TASK PROMPT ::
Excluding pictures, give the entries again exactly as they appear.

Point localization data:
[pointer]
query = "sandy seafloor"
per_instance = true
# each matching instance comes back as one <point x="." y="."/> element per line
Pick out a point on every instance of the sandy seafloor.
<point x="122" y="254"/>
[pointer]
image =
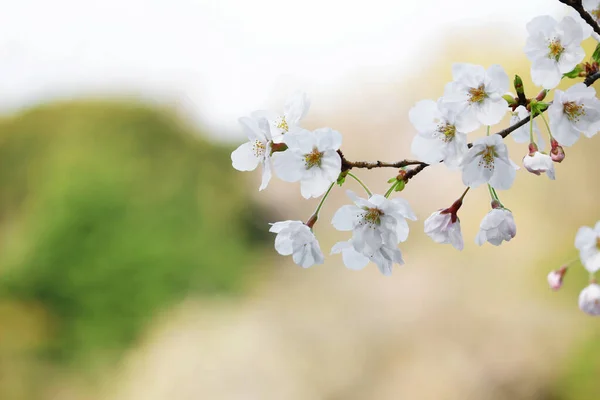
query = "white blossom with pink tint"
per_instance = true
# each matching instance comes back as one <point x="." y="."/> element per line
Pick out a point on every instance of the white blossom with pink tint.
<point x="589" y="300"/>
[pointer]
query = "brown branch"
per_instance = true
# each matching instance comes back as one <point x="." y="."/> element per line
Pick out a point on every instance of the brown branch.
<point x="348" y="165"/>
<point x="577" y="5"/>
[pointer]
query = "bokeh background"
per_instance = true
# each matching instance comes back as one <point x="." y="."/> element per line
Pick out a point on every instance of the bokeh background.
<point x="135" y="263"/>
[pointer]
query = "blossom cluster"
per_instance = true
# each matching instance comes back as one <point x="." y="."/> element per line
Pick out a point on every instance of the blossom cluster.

OUTPUT OF THE TASK ::
[pointer]
query = "sandy seafloor"
per_instance = true
# each matching instance comes back as one <point x="." y="."/> element per line
Pick out a point on every instance of the sandy seafloor.
<point x="122" y="254"/>
[pointer]
image =
query = "white blossom with pink tint"
per_instance = true
# each matching instance comes back as one <point x="." y="."/> element per line
Pick out a point on every instance of the white blossom with pink tint.
<point x="589" y="300"/>
[pointer]
query = "brown branch"
per_instance = true
# each matching instance comes back as one <point x="." y="."/> element per line
Pick out a point on every instance of the brown branch.
<point x="348" y="165"/>
<point x="577" y="5"/>
[pointer]
query = "bokeh background"
per_instance = true
# each matching instance comes back as one <point x="." y="."/> element per line
Pick out a point on every instance of the bokeh background.
<point x="135" y="263"/>
[pointer]
query = "blossom cluster"
per_instance = true
# each matching instance comes back as one <point x="." y="."/> element per line
Pick out a point on every instance of the blossom cluster.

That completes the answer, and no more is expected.